[Segmentation mask data]
_____

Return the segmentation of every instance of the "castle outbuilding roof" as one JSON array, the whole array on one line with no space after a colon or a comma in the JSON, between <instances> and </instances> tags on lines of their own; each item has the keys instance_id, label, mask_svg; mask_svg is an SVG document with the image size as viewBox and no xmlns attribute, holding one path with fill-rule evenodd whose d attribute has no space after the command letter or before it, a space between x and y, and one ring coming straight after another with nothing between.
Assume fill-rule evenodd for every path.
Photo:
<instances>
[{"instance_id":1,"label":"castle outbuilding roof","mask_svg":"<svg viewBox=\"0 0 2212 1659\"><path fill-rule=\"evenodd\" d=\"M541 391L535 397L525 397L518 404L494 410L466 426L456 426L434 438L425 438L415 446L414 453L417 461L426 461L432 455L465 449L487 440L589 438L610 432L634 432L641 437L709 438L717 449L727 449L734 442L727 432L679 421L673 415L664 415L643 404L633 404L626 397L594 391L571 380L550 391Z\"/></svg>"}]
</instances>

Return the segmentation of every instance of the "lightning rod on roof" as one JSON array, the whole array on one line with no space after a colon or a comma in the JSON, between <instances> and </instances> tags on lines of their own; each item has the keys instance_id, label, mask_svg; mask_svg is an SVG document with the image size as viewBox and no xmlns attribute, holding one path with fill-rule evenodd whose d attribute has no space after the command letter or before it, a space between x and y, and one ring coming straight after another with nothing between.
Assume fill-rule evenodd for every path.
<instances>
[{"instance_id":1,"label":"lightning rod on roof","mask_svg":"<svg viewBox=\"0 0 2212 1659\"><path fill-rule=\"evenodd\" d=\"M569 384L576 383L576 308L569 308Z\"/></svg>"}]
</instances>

_____

▶ [THE PROBLEM] The entries are to be duplicated exactly, with nothing changed.

▶ [TASK OUTPUT]
Return the segmentation of every instance of the "castle outbuilding roof" as one JSON array, the whole array on one line with no space after a colon or a comma in the JSON, between <instances> and </instances> tags on lines of their own; each item has the keys instance_id, label, mask_svg; mask_svg is an SVG document with the image size as viewBox and no xmlns attribute, holding one path with fill-rule evenodd whose d attribute has no space after the command letter or before it, a space between x and y, and one ring coming straight after another with nothing between.
Assume fill-rule evenodd for every path.
Photo:
<instances>
[{"instance_id":1,"label":"castle outbuilding roof","mask_svg":"<svg viewBox=\"0 0 2212 1659\"><path fill-rule=\"evenodd\" d=\"M541 391L535 397L525 397L518 404L494 410L466 426L456 426L434 438L425 438L415 446L414 453L417 461L426 461L432 455L465 449L487 440L589 438L610 432L634 432L641 437L709 438L717 449L727 449L734 442L727 432L679 421L673 415L664 415L643 404L633 404L626 397L594 391L571 380L550 391Z\"/></svg>"}]
</instances>

Return the segmentation of every instance of the "lightning rod on roof" as one JSON array, the whole array on one line with no space after a colon or a comma in the JSON, between <instances> and </instances> tags on lines of their own; each item has the keys instance_id, label, mask_svg; mask_svg is an SVG document with the image size as viewBox and no xmlns attribute, holding one path with fill-rule evenodd whose d attribute has no space after the command letter or before it, a space between x and y, and one ring coming straight after another with nothing between.
Assume fill-rule evenodd for every path.
<instances>
[{"instance_id":1,"label":"lightning rod on roof","mask_svg":"<svg viewBox=\"0 0 2212 1659\"><path fill-rule=\"evenodd\" d=\"M569 384L576 383L576 308L569 308Z\"/></svg>"}]
</instances>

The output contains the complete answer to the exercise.